SUPPLIED PASSAGE:
▼

An Introduction To Jainism: [26] Jain Logic

Published: 24.12.2008
Updated: 25.12.2008

Jain Logic


We find the description of the Nāyavāda and Syādvāda in the canonical literature (Āgamas). The term 'syād’ has been used to describe the Naya but the doctrine of 'Anekānta’ evolved later on. The term 'Anekānta' was first used probably by Ācārya Siddhasena 'Divākar' who was one of greatest Jain logicians.

Anekānta is a very important doctrine of Jain philosophy. According to the doctrine of Anekānta, every substance is possessed of infinite number of opposite attributes. When one wants to describe some thing, one of the attributes becomes primary and the others become secondary in his statement. For example, there is a banana. One says that it is green in colour, whereas some other says it is white. Both the perspectives are right. One gives priority to its external colour which is green while other one gives priority to internal colour which is white. If one insists only on his own view, he cannot see the whole truth. Thus, according to the doctrine of Anekānta, the absolutistic view cannot be right.

We can understand the importance of Anekānta through the process of churning curd. After churning the curd, butter comes out. As a matter of fact, the doctrine of Anekānta is like churning. During the process of churning, both the hands do not go together. One hand goes ahead and the other remains behind. As a result, butter is taken out. If both the hands remain adamant on remaining ahead, how will the butter be formed?

Same is with the method of walking. When the left leg moves ahead, the right remains behind. Then when the right goes ahead the left stays back. If any of them insists not to move, how will the movement be possible?

Anekānta can be understood through the example of democracy. Today is the age/era of democracy, where a person, who is the President now, becomes an ordinary citizen after completing his tenure and an ordinary citizen now may become the President in future.

The famous story of "Elephant and the Five Blinds" also illustrate the doctrine of Anekānta. Once upon a time, an elephant came to the village for the first time. The villagers had not seen it till then and were quite unfamiliar with it. Five blind people were also living there. When they heard about it, they went to see it, but due to lack of vision they felt it only by touching it. Each of them touched a part of the elephant's body and insisted on their own experience.

One of them who had touched its tail said, "An elephant is like a rope."
The second one who had touched its leg said, "It is like a pillar."
The third one who had touched its trunk said, "It is like a swing."
The fourth one who had touched its stomach said, "It is like a wall."
The fifth one who had touched its ears said, "It is like a winnower."

On the basis of different tactile feelings, their conclusions were different. All of them had touched only one organ of the elephant. Consequently, they insisted only on their own view and kept on fighting regarding the shape of the ant. Just then a person with vision arrived there. On realizing the reason of their dispute, he asked them why are you quarrelling? All of you are blind and you only know one organ of the elephant and not the entire elephant. I will tell you the reality. An elephant is the combined form of all these organs like ears, legs, stomach, trunk, and tail. Each of you only touched a part of it and made your own conclusions, which was only partly right.

Then the blind men understood the reality and repented for their absolutistic views. According to the principle of 'Anekānta', one should take into account all the aspects to understand the whole.

▲

Items from a labeling collection:
▼

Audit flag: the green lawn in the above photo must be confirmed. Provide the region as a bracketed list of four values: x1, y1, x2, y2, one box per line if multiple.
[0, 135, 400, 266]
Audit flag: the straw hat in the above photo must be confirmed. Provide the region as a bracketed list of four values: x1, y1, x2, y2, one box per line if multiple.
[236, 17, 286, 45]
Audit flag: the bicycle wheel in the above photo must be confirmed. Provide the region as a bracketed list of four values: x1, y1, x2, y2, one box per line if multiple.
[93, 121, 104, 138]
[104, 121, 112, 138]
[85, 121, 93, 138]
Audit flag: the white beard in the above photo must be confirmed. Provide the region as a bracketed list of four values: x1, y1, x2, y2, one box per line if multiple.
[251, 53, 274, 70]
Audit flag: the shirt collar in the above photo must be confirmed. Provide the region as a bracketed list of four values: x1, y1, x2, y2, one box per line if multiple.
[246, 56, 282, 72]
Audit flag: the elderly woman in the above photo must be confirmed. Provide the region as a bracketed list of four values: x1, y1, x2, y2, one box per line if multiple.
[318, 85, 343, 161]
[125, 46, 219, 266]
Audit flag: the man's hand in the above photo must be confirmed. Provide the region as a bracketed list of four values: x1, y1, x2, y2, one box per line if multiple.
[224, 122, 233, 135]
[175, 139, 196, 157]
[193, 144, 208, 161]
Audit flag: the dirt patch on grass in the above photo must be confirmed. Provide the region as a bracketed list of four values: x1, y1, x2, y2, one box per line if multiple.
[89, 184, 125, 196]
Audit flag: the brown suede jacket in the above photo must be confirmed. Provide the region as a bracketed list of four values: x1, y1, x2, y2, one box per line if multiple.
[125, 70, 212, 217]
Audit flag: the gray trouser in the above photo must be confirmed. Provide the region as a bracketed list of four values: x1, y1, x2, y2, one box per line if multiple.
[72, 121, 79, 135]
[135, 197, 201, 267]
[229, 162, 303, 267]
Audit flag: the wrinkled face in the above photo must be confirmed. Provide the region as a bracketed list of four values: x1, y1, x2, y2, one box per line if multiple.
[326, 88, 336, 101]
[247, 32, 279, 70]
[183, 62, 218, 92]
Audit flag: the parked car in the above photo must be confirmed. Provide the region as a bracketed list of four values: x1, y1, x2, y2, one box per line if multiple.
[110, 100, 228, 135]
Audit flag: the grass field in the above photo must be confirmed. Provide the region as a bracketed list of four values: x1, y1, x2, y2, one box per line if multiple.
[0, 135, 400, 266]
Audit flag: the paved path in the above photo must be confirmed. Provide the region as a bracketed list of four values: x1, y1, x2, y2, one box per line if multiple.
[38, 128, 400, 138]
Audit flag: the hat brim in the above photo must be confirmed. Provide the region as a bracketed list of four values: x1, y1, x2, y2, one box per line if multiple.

▲

GOALS:
a - Decide whether each statement below agrees with the passage on Jain logic, answering yes or no and quoting the words of the passage that settle it.
(i) The term 'Anekānta' was probably first used by Ācārya Siddhasena 'Divākar'.
(ii) In the banana example, green is described as the banana's internal color.
(iii) The doctrine of 'Anekānta' evolved before the term 'syād' was used to describe the Naya.
b - Go on with the passage on Jain logic, picking up after its final sentence.

ANSWERS TO THE TASKS:
a -
(i) Yes: "The term 'Anekānta' was first used probably by Ācārya Siddhasena 'Divākar' who was one of greatest Jain logicians."
(ii) No: "One gives priority to its external colour which is green while other one gives priority to internal colour which is white."
(iii) No: "The term 'syād’ has been used to describe the Naya but the doctrine of 'Anekānta’ evolved later on."

b -
The doctrine of Anekānta is applicable in practical life. Due to absolutistic viewpoints, one is constantly struggling in domains of individual life, family life, social life and political life. In this context, the principle of 'Anekānta' can play a vital role in resolving the conflict. One who adopts the outlook of Anekanta, would listen to others' views, while presenting his own thoughts. When one insists only on one's own views, he would drift away from the truth, but when the person also considers others views, beautiful flowers of truth blossom there.


'Nayavāda' is another doctrine of Jain philosophy. According to this theory, every thought is true from certain standpoint. No idea is false. How liberal this concept is! Whatever philosophies, sects, ideas exist in this world are all true. They become false only when they are absolute. If they are non-absolutistic they are true. This is accommodating attitude of Jain philosophy that gives due importance to other philosophies too.

Mainly, there are tw.o types of nayas, through which we *:an identify each substance:

    1. Dravyārthika Naya
    2. Paryāyārthika Naya

The eternal element of any substance and its changing state (i.e., mode) both work in union, both co-exist. The former is realized by Dravyārthika Naya and the latter by the Paryāyārthika Naya. The latter is concerned with 'mode' as the reality, while the former is only concerned with 'permanence' as the reality.

Mahāvīra accepted that both the views are true. Once, Somila asked Mahāvīra whether he was one or many. Mahāvira replied that he was one as well as many. He further said that from the point of view of substance, he was one, and from the point of view of mode (transformation), he was many.

Basically there are seven Nayas (view-points):

1. Naigama the view which accepts both identity and difference.
2. Saṃgraha the view that posits only non-difference.
3. Vyavahāra the view that posits only difference.
4. Ṛjusūtra the view that posits only the state existing at the present moment.
5. Śabda the view which assigns different meanings to a word according to different times or usages etc..
6. Samabhirūdha the view that assigns different meanings to the synonymous words on the basis of nuances according to their etymology.
7. Evaṃbhūta the view that assigns meaning to a word only on the basis of the present action of the person in which he is actually engaged.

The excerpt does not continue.